(Data items)
** begin **
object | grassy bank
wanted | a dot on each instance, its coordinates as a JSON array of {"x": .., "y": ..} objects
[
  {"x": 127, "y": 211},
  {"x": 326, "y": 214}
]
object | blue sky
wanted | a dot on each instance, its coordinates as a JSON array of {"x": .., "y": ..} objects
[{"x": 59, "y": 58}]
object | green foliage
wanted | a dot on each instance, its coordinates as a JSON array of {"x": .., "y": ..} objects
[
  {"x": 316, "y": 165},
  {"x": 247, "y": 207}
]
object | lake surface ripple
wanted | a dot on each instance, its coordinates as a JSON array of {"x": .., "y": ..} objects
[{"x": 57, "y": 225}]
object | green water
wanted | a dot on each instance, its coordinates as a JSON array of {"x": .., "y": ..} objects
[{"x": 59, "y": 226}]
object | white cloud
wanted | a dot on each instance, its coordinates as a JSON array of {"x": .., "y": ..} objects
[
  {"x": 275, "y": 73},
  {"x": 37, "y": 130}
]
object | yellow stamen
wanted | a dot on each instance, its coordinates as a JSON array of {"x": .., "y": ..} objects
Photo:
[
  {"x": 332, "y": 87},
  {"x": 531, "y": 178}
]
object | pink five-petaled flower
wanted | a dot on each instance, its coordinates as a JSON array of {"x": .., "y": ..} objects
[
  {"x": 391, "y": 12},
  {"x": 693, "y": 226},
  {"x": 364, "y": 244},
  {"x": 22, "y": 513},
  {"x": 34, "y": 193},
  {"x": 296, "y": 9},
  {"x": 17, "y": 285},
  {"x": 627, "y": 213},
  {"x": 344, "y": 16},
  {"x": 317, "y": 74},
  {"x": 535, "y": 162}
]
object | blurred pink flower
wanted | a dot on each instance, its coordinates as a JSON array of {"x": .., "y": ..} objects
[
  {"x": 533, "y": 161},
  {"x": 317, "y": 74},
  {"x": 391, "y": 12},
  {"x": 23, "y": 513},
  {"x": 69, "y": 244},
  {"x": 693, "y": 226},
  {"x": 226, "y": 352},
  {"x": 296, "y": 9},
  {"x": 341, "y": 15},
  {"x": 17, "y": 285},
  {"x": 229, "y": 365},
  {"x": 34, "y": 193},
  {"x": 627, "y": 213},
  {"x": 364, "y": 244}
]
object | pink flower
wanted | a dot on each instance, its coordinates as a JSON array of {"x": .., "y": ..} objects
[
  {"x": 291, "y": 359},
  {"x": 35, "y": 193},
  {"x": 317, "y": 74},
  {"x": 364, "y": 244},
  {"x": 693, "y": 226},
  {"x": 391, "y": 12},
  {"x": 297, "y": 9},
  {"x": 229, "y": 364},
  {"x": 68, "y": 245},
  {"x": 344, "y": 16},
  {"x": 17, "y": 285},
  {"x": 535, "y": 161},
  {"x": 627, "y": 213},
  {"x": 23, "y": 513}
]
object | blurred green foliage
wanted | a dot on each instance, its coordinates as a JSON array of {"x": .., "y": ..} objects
** end **
**GOAL OF THE EXERCISE**. Reproduce every line of the listing above word for word.

**FINISHED ANSWER**.
object | grassy bank
wanted | a dot on each instance, its coordinates as a JSON array of {"x": .., "y": ..} objects
[
  {"x": 127, "y": 211},
  {"x": 326, "y": 214}
]
object | blue sky
wanted | a dot on each instance, its coordinates as a JSON array of {"x": .., "y": ..} objects
[{"x": 59, "y": 58}]
object | green foliage
wanted | a dot on each instance, its coordinates as a JSON array of {"x": .., "y": ..} objects
[
  {"x": 316, "y": 165},
  {"x": 247, "y": 207}
]
object | lake surface ripple
wanted | a dot on each instance, its coordinates as a JSON array of {"x": .., "y": ..} objects
[{"x": 57, "y": 225}]
object | green water
wanted | a dot on each instance, its coordinates as a JSON array of {"x": .., "y": ..} objects
[{"x": 59, "y": 226}]
object | white cloud
wanted | a dot on each instance, its coordinates as a JSON array of {"x": .., "y": ..} objects
[
  {"x": 275, "y": 73},
  {"x": 37, "y": 130}
]
object | yellow stamen
wanted | a dot on each instance, its coordinates as a JSON array of {"x": .., "y": ..} objects
Photo:
[
  {"x": 332, "y": 87},
  {"x": 531, "y": 178}
]
object | pink five-petaled flower
wanted | a dot on each instance, its coordinates as a JSON array of {"x": .., "y": ..} objects
[
  {"x": 391, "y": 12},
  {"x": 693, "y": 226},
  {"x": 364, "y": 244},
  {"x": 22, "y": 513},
  {"x": 34, "y": 193},
  {"x": 296, "y": 9},
  {"x": 17, "y": 285},
  {"x": 627, "y": 213},
  {"x": 344, "y": 16},
  {"x": 317, "y": 74},
  {"x": 535, "y": 162}
]
object | blurred pink flower
wanted | a dot on each instance, its coordinates as a JSON array of {"x": .., "y": ..} objects
[
  {"x": 533, "y": 161},
  {"x": 317, "y": 74},
  {"x": 391, "y": 12},
  {"x": 23, "y": 513},
  {"x": 69, "y": 244},
  {"x": 693, "y": 226},
  {"x": 226, "y": 352},
  {"x": 296, "y": 9},
  {"x": 341, "y": 15},
  {"x": 17, "y": 285},
  {"x": 229, "y": 365},
  {"x": 34, "y": 193},
  {"x": 627, "y": 213},
  {"x": 364, "y": 244}
]
object | pink flower
wanted | a dot on each instance, its coordinates as a JSON array of {"x": .., "y": ..} objects
[
  {"x": 291, "y": 359},
  {"x": 35, "y": 193},
  {"x": 317, "y": 74},
  {"x": 364, "y": 244},
  {"x": 693, "y": 226},
  {"x": 391, "y": 12},
  {"x": 297, "y": 9},
  {"x": 229, "y": 364},
  {"x": 68, "y": 245},
  {"x": 344, "y": 16},
  {"x": 17, "y": 285},
  {"x": 535, "y": 161},
  {"x": 627, "y": 213},
  {"x": 23, "y": 513}
]
object | blurred green foliage
wanted | a dot on each instance, its coordinates as a JSON array of {"x": .., "y": ..} objects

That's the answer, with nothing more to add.